- **Task requirements**
Pull out every line below that contains the word "forested" and copy each one in full.
================
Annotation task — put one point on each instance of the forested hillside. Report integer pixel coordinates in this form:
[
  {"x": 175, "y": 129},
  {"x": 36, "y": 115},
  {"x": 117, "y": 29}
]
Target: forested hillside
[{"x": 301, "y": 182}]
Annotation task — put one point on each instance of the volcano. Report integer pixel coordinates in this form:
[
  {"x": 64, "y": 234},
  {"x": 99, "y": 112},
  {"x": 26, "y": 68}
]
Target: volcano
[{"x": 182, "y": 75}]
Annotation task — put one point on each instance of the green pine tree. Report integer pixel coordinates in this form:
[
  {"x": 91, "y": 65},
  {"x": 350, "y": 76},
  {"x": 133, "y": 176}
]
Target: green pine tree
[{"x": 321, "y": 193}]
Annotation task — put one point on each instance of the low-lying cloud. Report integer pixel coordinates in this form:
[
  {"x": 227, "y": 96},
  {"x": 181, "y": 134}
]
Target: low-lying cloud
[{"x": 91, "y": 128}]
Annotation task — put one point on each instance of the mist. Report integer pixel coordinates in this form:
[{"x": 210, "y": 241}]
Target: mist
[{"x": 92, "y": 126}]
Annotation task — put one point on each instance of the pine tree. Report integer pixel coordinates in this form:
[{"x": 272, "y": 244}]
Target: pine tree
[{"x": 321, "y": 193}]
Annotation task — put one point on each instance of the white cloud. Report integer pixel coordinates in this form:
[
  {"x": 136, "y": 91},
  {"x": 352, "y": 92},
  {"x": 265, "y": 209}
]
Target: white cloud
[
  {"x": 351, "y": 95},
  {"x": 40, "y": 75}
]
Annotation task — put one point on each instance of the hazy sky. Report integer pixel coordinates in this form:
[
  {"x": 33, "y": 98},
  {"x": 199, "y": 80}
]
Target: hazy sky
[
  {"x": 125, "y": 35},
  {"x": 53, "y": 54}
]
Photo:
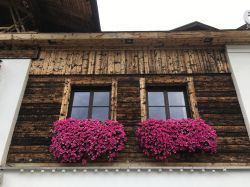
================
- **Answer in full**
Annotation task — put one point on each instance of the forested hillside. Report integer pixel coordinates in this form:
Target: forested hillside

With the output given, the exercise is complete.